A run of records
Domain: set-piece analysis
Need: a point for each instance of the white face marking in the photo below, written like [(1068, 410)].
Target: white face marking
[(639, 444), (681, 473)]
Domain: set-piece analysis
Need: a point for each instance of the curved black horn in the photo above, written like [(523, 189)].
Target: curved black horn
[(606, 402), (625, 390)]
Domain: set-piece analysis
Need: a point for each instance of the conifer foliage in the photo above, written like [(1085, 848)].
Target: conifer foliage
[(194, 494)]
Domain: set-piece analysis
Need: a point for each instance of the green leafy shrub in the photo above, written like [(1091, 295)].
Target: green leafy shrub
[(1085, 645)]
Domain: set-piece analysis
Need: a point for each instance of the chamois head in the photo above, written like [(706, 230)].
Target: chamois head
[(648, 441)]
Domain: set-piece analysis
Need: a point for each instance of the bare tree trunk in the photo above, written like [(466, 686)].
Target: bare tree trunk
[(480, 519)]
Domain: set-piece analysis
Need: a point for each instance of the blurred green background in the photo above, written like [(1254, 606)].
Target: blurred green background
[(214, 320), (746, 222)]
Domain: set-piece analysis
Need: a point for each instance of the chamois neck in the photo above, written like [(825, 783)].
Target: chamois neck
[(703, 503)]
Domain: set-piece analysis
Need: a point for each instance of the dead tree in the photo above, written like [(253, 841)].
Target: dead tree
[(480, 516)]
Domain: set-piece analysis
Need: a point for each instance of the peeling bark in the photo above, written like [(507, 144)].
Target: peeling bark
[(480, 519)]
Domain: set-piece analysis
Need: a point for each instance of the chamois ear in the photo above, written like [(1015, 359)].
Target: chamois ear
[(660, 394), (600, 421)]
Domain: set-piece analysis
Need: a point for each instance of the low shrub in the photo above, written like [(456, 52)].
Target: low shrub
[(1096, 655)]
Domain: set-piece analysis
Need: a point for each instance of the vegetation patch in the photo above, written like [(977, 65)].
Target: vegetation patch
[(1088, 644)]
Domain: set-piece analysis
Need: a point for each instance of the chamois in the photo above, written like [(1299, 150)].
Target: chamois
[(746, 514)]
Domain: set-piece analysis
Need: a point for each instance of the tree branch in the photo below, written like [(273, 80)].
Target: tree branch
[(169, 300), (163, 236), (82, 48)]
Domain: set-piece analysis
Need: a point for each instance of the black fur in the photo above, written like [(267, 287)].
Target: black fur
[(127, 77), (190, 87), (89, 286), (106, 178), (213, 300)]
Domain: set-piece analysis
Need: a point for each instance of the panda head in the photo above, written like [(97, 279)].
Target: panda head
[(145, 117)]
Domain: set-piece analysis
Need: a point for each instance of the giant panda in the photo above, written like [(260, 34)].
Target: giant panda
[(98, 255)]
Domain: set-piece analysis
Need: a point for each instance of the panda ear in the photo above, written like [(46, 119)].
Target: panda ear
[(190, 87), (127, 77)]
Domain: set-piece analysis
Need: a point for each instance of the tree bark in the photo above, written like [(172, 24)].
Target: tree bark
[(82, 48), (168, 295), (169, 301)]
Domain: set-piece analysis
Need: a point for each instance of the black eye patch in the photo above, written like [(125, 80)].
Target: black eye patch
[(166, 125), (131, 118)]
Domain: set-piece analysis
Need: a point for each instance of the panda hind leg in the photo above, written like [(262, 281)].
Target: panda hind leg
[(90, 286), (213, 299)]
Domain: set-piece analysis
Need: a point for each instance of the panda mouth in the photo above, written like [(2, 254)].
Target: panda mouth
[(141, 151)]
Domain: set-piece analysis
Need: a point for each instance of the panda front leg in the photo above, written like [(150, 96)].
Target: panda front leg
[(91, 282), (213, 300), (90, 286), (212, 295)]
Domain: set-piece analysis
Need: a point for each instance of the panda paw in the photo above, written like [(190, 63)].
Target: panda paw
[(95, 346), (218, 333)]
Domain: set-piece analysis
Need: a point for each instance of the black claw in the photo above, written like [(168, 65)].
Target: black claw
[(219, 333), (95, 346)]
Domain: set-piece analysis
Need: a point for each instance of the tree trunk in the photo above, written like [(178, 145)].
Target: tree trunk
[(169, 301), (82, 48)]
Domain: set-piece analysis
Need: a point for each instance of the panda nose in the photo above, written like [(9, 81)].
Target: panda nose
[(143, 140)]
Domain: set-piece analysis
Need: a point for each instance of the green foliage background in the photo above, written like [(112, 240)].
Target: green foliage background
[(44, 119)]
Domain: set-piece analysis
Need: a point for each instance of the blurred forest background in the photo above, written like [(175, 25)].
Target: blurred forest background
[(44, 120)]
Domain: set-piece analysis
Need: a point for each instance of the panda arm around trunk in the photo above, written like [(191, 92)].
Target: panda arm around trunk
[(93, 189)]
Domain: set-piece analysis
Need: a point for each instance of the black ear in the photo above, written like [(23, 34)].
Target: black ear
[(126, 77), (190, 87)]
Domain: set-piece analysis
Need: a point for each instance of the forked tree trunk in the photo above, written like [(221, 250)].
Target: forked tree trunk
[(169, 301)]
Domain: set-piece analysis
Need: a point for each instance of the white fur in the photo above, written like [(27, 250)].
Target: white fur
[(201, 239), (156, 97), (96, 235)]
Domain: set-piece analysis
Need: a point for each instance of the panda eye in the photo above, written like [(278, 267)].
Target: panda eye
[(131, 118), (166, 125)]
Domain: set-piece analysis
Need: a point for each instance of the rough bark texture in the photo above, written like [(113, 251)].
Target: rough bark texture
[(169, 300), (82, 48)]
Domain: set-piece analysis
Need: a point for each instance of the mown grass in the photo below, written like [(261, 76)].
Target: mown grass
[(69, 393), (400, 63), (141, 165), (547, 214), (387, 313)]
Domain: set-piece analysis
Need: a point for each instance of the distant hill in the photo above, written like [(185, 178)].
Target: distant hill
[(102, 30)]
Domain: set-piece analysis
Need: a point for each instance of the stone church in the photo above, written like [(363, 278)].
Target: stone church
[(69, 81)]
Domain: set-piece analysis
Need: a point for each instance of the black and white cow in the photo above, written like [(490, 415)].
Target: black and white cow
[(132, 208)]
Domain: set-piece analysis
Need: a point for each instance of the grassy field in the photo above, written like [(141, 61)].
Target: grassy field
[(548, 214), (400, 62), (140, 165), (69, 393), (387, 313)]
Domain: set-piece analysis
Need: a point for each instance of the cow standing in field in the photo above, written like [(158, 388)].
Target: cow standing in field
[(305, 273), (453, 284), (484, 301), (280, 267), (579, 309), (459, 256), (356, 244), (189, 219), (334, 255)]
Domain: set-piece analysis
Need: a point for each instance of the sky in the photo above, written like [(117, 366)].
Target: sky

■ TO DO ■
Reproduce the records word for word, from their first line through the line containing "[(648, 441)]", including that line.

■ ANSWER FOR THE TASK ■
Domain: set-piece analysis
Need: a point for each instance of the white face marking in the photo below, written like [(1068, 410)].
Target: white face marking
[(639, 444), (681, 473)]
Domain: set-piece analysis
Need: a point for each instance of the curved black horn in the photo above, written like [(523, 189)].
Target: curved black horn
[(606, 402), (625, 390)]
Domain: set-piece analysis
Need: a point for each instance of the conifer foliage in the photo above, written like [(1085, 848)].
Target: conifer foliage
[(194, 494)]
Domain: set-piece analysis
Need: a point for each instance of the green leafy shrub in the photo above, written like [(1091, 295)].
Target: green leafy shrub
[(1085, 645)]
Domain: set-piece analysis
Need: a point for each instance of the chamois head in the photo above, written like [(706, 230)].
Target: chamois head
[(648, 441)]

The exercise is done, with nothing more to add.